**Aim of the task**. Copy the rows word for word, from the line holding "Point to the liver bird statue." through the end of the rows, both ends included. Omit the pictures from your copy.

**Data records**.
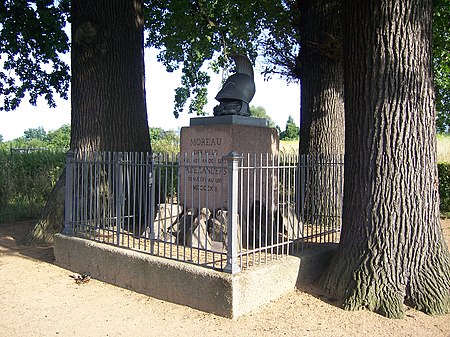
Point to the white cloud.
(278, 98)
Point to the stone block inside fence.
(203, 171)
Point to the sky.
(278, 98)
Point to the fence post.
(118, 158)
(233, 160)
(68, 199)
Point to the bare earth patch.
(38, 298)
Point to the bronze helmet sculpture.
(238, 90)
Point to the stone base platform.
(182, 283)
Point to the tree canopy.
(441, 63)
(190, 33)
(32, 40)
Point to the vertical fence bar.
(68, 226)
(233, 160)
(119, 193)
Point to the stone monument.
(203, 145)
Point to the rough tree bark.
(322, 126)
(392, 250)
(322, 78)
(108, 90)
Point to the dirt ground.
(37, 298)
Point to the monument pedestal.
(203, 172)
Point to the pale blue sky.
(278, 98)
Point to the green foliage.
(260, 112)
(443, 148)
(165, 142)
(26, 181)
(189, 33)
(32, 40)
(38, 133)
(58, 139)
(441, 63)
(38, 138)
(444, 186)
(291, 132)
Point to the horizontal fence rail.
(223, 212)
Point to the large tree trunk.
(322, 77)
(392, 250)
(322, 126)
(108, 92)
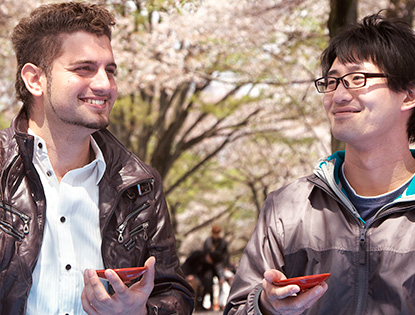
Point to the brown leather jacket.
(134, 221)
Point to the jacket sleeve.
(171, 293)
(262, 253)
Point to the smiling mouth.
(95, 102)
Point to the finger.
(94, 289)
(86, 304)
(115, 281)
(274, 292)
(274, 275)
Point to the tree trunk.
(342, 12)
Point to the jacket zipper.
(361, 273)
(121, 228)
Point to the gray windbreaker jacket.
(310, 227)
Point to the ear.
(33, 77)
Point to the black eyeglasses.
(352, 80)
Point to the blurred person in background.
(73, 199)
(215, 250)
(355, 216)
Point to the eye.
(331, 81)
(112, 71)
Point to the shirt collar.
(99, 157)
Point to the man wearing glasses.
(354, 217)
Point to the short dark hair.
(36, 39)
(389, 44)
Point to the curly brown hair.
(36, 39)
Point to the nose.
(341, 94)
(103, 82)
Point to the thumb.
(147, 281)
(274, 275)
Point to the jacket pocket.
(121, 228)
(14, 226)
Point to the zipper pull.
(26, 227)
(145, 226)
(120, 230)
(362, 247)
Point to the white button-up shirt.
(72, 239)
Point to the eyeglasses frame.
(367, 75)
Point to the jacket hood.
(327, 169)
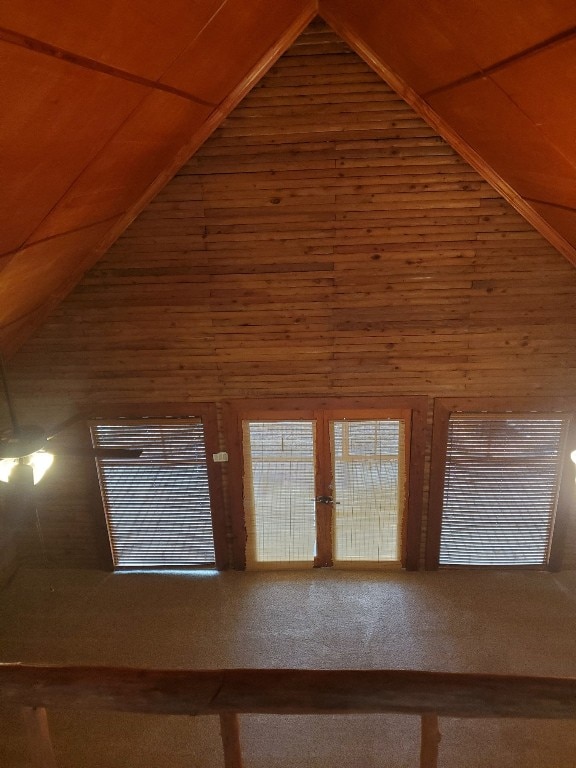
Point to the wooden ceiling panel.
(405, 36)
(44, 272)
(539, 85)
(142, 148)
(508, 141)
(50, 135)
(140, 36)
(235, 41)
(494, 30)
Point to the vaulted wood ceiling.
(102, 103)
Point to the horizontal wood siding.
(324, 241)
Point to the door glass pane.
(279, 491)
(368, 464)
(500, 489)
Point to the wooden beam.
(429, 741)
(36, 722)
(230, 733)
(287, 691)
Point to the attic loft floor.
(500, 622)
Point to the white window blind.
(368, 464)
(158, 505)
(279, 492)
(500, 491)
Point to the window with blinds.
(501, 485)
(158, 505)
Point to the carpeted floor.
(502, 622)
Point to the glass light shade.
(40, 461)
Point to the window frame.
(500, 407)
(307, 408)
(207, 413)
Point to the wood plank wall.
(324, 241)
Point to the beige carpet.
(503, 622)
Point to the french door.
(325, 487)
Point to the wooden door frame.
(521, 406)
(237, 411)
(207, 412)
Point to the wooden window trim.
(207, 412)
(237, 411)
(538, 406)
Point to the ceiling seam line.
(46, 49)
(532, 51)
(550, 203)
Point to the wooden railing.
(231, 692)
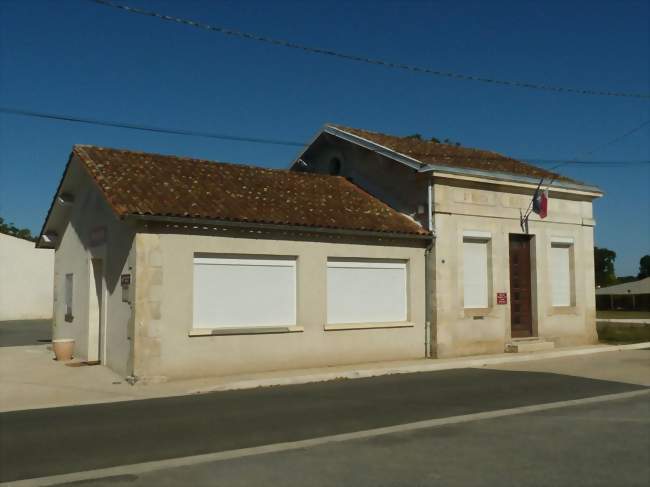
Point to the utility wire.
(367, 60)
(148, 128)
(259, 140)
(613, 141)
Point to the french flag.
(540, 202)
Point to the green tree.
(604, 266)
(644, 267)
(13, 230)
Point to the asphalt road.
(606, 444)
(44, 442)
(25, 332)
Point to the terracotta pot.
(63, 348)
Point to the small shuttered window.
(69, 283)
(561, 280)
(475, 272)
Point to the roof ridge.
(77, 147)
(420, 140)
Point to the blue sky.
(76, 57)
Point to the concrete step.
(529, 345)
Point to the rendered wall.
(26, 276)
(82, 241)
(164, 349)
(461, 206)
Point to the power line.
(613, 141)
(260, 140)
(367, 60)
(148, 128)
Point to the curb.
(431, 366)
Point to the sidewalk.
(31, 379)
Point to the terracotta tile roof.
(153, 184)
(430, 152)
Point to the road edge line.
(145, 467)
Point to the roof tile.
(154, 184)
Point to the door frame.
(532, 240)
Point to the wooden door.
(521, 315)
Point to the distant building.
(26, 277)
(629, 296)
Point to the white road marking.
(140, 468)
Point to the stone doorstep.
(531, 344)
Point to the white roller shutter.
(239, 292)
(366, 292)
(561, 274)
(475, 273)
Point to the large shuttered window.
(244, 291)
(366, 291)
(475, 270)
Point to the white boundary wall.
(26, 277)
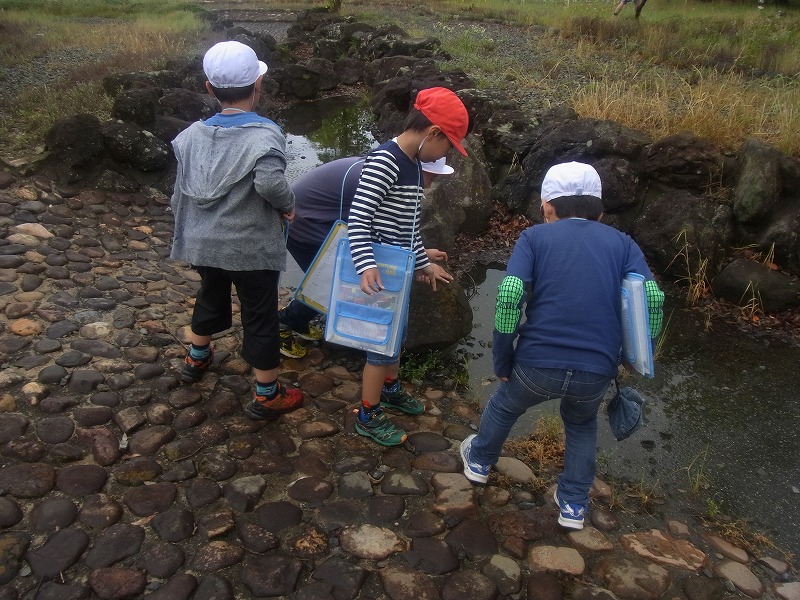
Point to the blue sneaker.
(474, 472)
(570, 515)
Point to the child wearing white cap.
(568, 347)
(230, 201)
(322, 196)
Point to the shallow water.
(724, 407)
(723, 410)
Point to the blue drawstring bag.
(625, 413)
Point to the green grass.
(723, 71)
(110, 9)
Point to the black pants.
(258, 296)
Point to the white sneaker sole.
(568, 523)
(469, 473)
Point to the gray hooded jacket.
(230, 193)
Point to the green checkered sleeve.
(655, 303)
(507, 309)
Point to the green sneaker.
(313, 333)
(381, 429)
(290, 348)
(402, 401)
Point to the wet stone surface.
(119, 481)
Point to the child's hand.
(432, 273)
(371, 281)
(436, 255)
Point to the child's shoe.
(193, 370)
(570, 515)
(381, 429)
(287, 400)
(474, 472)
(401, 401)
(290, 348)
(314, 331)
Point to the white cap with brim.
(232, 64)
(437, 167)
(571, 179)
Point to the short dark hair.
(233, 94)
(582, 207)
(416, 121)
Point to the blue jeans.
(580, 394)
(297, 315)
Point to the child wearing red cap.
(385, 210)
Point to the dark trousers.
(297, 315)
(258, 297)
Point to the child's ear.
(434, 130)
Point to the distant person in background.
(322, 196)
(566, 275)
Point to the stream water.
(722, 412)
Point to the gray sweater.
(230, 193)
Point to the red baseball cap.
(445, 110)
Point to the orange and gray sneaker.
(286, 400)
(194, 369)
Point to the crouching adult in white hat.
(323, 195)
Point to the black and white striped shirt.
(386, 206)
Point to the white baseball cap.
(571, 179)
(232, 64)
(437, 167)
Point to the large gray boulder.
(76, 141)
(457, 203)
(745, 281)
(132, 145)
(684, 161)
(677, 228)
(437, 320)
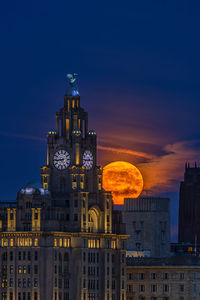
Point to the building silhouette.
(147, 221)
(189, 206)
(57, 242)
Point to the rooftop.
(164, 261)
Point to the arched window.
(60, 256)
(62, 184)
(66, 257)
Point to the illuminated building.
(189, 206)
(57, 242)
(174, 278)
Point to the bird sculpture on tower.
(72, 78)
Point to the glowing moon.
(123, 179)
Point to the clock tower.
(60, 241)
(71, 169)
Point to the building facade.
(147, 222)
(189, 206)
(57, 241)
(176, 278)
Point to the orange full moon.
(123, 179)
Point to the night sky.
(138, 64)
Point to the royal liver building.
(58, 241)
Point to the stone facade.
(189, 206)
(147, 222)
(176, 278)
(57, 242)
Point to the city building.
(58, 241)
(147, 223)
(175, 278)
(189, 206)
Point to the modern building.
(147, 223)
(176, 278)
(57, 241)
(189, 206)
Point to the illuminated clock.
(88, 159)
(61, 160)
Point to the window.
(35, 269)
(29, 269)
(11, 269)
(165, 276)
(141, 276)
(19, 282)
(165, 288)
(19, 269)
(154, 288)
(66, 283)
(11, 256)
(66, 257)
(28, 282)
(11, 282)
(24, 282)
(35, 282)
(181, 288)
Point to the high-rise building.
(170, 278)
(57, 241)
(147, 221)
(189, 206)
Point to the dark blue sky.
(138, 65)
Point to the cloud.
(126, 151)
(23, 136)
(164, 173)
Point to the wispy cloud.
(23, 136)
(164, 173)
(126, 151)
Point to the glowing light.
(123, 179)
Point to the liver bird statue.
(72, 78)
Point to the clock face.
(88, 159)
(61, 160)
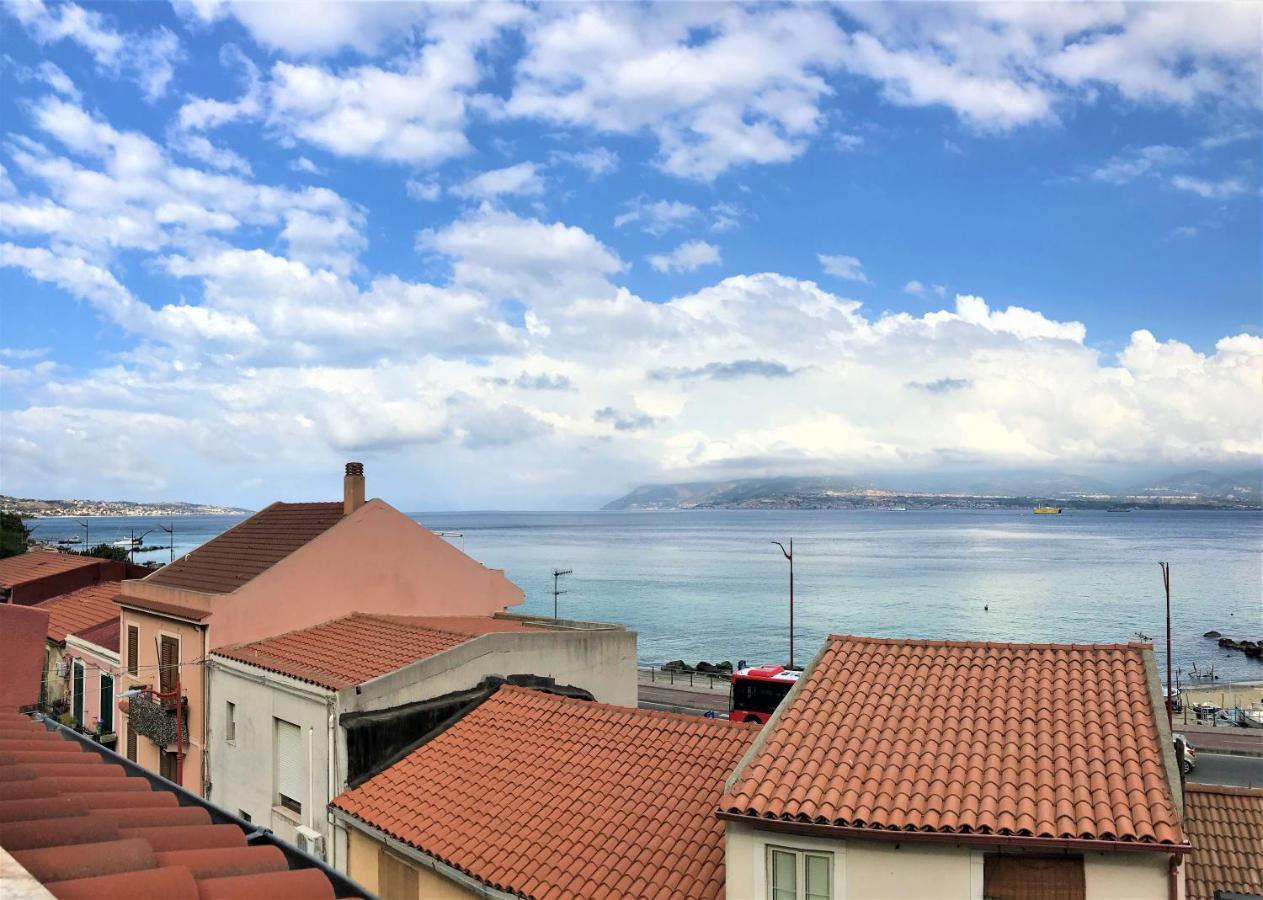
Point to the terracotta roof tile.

**Output for this task**.
Point to the liver bird statue.
(72, 78)
Point to the clock face.
(88, 159)
(61, 160)
Point to the terracotta roof tile.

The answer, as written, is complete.